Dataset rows
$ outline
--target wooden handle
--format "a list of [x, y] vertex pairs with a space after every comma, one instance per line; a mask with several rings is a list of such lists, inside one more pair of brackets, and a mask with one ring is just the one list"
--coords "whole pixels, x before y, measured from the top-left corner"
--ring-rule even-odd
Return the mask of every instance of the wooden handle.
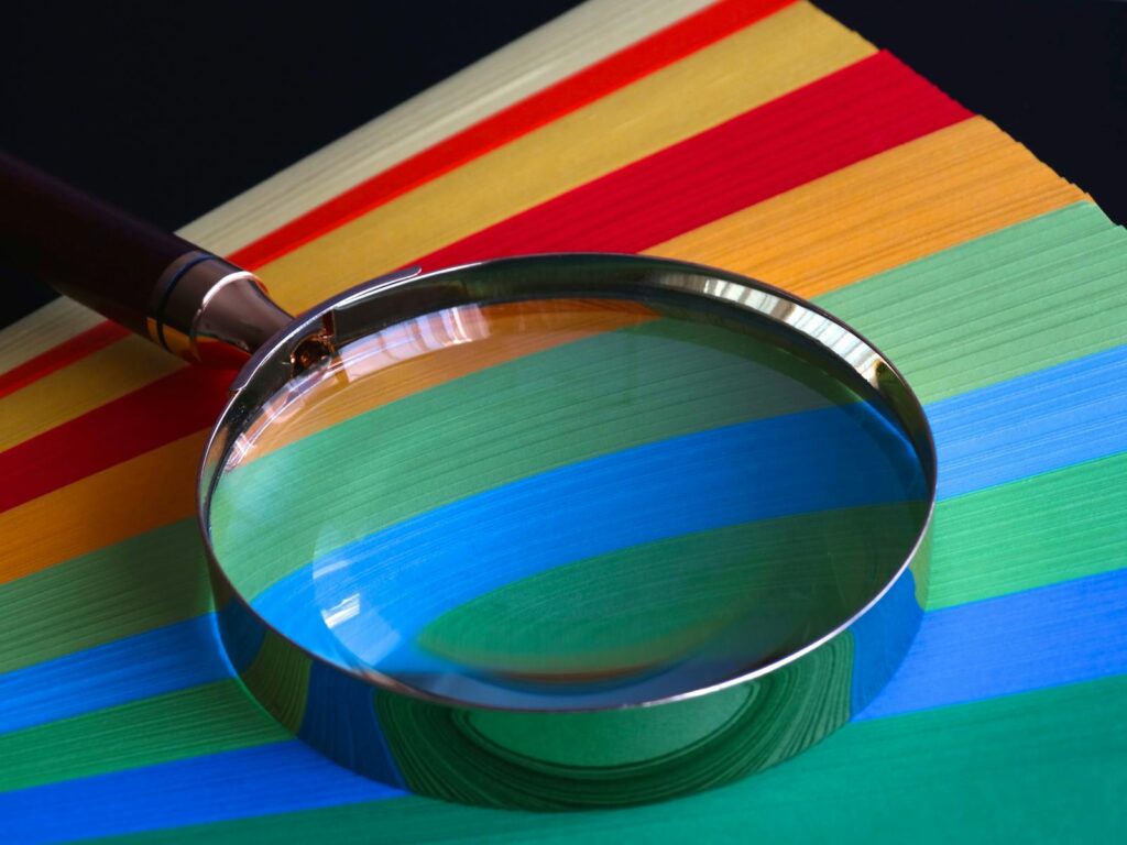
[[37, 281], [149, 337], [166, 268], [188, 241], [0, 153], [0, 274]]

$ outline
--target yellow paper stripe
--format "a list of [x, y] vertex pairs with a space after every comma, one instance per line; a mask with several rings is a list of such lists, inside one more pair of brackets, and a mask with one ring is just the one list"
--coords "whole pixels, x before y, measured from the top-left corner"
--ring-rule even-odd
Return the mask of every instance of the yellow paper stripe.
[[[1062, 207], [1080, 196], [1000, 130], [974, 118], [650, 251], [730, 267], [813, 295]], [[202, 450], [202, 436], [196, 442]], [[198, 453], [185, 453], [184, 443], [0, 515], [5, 537], [35, 537], [27, 546], [12, 541], [8, 541], [10, 549], [0, 545], [0, 571], [18, 577], [189, 515], [189, 493], [170, 509], [148, 491], [190, 481]], [[122, 489], [136, 490], [136, 498], [123, 498]], [[127, 509], [130, 501], [144, 501], [143, 512], [118, 514], [97, 527], [91, 521], [90, 525], [80, 523], [80, 530], [56, 531], [59, 513], [85, 513], [90, 502]], [[97, 513], [101, 519], [101, 512]]]
[[193, 434], [0, 514], [0, 584], [195, 513]]
[[[254, 444], [243, 463], [380, 406], [564, 344], [639, 326], [658, 314], [637, 302], [534, 300], [428, 314], [366, 338], [344, 363], [303, 391], [265, 408], [243, 437]], [[365, 377], [375, 373], [380, 377]]]
[[259, 273], [279, 301], [305, 309], [875, 52], [809, 3], [796, 3], [373, 210]]
[[186, 366], [133, 335], [0, 399], [0, 451]]
[[974, 117], [647, 252], [724, 267], [809, 297], [1085, 197]]
[[[302, 310], [873, 52], [799, 2], [376, 208], [267, 265], [261, 275], [283, 304]], [[34, 395], [25, 389], [0, 400], [0, 450], [178, 366], [140, 348], [143, 343], [123, 340], [88, 365], [78, 362], [44, 379]]]

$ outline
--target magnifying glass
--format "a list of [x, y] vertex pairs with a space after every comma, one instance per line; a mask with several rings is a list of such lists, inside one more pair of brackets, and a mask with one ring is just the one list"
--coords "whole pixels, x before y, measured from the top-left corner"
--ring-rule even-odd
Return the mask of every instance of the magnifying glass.
[[291, 317], [251, 273], [0, 170], [3, 270], [239, 368], [197, 483], [219, 630], [334, 760], [470, 803], [653, 801], [809, 747], [906, 652], [931, 434], [819, 308], [569, 254]]

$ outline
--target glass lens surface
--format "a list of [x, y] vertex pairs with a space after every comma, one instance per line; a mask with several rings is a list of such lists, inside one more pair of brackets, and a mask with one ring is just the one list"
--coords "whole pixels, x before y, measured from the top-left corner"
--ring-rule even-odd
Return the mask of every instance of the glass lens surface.
[[465, 305], [357, 340], [229, 451], [233, 586], [339, 665], [467, 703], [638, 703], [833, 631], [903, 563], [905, 433], [762, 318]]

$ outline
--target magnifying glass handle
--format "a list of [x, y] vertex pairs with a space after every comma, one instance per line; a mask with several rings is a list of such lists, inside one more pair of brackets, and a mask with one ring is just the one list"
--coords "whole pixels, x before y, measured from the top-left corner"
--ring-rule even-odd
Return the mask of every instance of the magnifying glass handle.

(PROBLEM DESCRIPTION)
State how many lines of the entries above contain the string "yellow". Reply with the number only.

(THE RESPONSE)
2